── Selected excerpt ──

# Vienna Lager - Yeast Choice?



## Bribie G (23/5/11)

I've never made a Vienna so, to see what all the fuss is about I've got 5k of Vienna on the way from CB 

5000 Vienna 
0 ricez
0 polantaz
0 sugaz   

Hochkurz mash 63 35 mins, 71 25 mins, mashout 68 

Saaz to 20 IBU 90 mins


Any advice on yeasts? I have Wyeast 2042 Danish saved in a bottle and Wyeast 2001 Urquell unsmacked. 
I'm looking for a dry finish and not to be confused with German dark lagers as I may be entering this later so looking to hit BJCP style. :icon_cheers: 

Yes I've looked up Pint o Lagers tips - hey anyone know if the guy is ok, or just drifted away?


----------



## brett mccluskey (23/5/11)

BribieG said:


> I've never made a Vienna so, to see what all the fuss is about I've got 5k of Vienna on the way from CB
> 
> 5000 Vienna
> 0 ricez
> ...


The Wyeast 2124 and 2206 work quite well too,the Danish Lager is a good choice as well :icon_cheers:


----------



## fraser_john (23/5/11)

toper1 said:


> The Wyeast 2124 and 2206 work quite well too,the Danish Lager is a good choice as well :icon_cheers:



+1 Danish Lager

Love a good vienna lager, Dos Equis Amber was always something I drank on draft at mexican restaurants in the USA. Might need to get my act into gear......like the idea of 100% vienna Bribie!


----------



## Sunshine_Brewer (23/5/11)

I used S189 on a Vienna Lager last year. A retired german brewer out here on holidays tried it and gave it the thumbs up.
It must have been the Super Pride bittering addition :icon_cheers:


----------



## mesa99 (23/5/11)

I've tried 2206 and 2633 and both turned out nice. IMO 2633 was slightly more to my liking. That said I am about to do another one with 2206 :icon_cheers:


----------



## np1962 (23/5/11)

BribieG said:


> Yes I've looked up Pint o Lagers tips - hey anyone know if the guy is ok, or just drifted away?

───
── Rows ──

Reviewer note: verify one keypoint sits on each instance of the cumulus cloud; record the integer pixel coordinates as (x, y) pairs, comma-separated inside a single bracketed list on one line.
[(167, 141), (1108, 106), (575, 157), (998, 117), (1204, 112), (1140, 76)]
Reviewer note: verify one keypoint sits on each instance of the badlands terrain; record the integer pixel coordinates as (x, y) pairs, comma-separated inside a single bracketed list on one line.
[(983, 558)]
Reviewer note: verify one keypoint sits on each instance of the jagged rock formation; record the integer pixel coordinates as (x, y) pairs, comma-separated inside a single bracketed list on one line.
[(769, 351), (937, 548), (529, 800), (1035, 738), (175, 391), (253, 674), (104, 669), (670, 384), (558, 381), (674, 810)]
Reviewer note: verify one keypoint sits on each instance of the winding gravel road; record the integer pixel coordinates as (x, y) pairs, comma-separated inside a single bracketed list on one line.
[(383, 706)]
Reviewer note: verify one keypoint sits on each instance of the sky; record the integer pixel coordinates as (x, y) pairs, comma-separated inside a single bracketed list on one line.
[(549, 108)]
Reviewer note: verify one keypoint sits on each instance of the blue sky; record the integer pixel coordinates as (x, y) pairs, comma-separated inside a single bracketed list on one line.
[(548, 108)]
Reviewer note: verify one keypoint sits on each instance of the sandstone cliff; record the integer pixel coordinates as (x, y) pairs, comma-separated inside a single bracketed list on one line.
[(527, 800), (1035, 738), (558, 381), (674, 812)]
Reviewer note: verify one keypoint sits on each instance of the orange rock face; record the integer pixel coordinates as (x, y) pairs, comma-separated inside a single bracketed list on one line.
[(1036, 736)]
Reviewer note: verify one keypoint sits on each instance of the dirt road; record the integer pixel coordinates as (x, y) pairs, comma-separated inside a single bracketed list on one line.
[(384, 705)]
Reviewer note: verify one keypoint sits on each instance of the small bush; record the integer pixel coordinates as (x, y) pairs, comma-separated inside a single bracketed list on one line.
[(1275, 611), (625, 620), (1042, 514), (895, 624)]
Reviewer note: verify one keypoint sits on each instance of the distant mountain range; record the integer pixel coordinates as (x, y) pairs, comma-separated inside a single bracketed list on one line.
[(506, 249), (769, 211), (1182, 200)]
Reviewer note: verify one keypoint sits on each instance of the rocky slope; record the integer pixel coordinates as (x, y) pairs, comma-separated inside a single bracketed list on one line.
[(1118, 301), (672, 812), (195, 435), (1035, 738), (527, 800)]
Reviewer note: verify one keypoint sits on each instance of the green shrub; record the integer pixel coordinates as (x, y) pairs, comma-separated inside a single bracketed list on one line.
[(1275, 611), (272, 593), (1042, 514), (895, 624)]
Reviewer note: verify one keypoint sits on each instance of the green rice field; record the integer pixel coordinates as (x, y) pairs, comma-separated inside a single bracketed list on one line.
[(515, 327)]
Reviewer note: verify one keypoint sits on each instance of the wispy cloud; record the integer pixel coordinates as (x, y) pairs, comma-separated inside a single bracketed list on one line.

───

- [Written problem A]
In the Vienna lager thread, why does Bribie G want the beer to hit BJCP style rather than be confused with German dark lagers? Answer in one to three sentences.
- [Written problem B]
Please scale the rows from the line with "of the sky;" to the line with "[(549, 108)]", both included, and give only those lines again, requests included. Multiply every coordinate in the answers by 2.45 and round to whole numbers, with halves rounded up.
The forum thread and the rows have nothing to do with each other.

- [Task answer A]
Bribie G may enter this beer later, so it needs to hit the BJCP style rather than be confused with German dark lagers.

- [Task answer B]
Reviewer note: verify one keypoint sits on each instance of the sky; record the integer pixel coordinates as (x, y) pairs, comma-separated inside a single bracketed list on one line.
[(1345, 265)]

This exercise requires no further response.